■ **PROBLEM TO SOLVE**:
Transcribe the records below exactly as they appear.

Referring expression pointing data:
○ ○ ○ ○ ○ ○ ○
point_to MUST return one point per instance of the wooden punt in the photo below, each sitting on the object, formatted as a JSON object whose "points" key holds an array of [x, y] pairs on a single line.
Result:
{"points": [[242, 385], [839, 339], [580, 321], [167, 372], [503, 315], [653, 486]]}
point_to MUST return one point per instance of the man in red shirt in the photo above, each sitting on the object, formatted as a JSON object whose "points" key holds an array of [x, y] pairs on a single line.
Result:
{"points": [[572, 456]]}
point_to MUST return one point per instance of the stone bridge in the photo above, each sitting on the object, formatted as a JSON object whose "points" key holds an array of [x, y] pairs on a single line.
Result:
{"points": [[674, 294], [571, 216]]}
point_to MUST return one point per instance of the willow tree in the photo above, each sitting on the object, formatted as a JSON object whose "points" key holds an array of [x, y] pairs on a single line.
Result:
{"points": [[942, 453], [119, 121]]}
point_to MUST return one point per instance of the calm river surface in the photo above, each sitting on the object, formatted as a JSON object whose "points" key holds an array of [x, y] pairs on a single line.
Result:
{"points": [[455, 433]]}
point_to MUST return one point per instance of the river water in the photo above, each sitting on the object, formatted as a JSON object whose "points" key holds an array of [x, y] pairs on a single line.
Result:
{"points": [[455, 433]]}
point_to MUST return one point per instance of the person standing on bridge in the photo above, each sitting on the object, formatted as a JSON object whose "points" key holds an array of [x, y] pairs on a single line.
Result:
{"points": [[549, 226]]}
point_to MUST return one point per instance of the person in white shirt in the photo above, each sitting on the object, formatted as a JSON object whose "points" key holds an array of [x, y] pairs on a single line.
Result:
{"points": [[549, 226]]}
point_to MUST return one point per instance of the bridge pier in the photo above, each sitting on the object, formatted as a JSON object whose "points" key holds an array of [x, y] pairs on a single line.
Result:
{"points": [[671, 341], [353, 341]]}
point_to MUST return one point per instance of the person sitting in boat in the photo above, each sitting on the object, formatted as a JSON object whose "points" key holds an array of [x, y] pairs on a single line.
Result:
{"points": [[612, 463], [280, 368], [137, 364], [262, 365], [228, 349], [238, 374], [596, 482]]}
○ ○ ○ ○ ○ ○ ○
■ **ANSWER BOX**:
point_to MUST return one point per instance of the wooden punt in the photo below, each sitting on the object, formatted as a JSON object whose "points" key holds an array of [x, y] pairs on a single line.
Result:
{"points": [[242, 385], [839, 339], [580, 321], [167, 372], [503, 315], [653, 486]]}
point_to MUST return one point per instance of the man in red shirt in the photo above, each sitting on the object, formatted as a JSON object whose "points" key holds an array of [x, y] pairs on a single line.
Result:
{"points": [[572, 456]]}
point_to MUST return one point per instance of the stone bridge in the photo above, each sitting on the object, formatted as a JSON object whose "points" key holds an array of [x, y] pairs on a single line.
Result:
{"points": [[674, 294], [571, 216]]}
point_to MUST return one point per instance of the willow tree in the photo above, each sitting on the object, formatted as a JSON object whose "points" key holds an array of [x, y] pairs on a single line.
Result:
{"points": [[942, 453], [119, 121]]}
point_to MUST return one point per instance of the calm river surface in the photo above, each sitting on the object, formatted as a JSON object whose "points" key holds an array of [x, y] pairs on a single line.
Result:
{"points": [[455, 433]]}
point_to MUST return one point per instance of the river water in the photo above, each sitting on the object, formatted as a JSON object whose "points" key holds an array of [x, y] pairs on a single line.
Result:
{"points": [[455, 433]]}
point_to MUST return one point per instance of the person standing on bridge in the photo above, each sitting on the object, formatted as a JSON object whose "points" key holds an array of [x, y] pairs on a single line.
Result:
{"points": [[549, 226]]}
point_to MUST return one point per instance of the person in white shirt in the photo above, each sitting on the object, formatted as a JSON object whose "points" key holds an array of [x, y] pairs on a single line.
Result:
{"points": [[549, 226]]}
point_to MUST return one point per instance of the bridge pier in the photo above, each sitting on the object, formatted as a JSON object whose "points" key holds an array of [x, y] pairs on a single line.
Result:
{"points": [[671, 341], [353, 341]]}
point_to MUST return one point per instance of the person sitting in boat in the photo above, each sitting on the object, formatted as a JSON object whose "points" key holds an array of [x, y] pairs on a single line.
Result:
{"points": [[612, 463], [280, 368], [137, 364], [262, 365], [228, 349], [238, 374], [596, 482]]}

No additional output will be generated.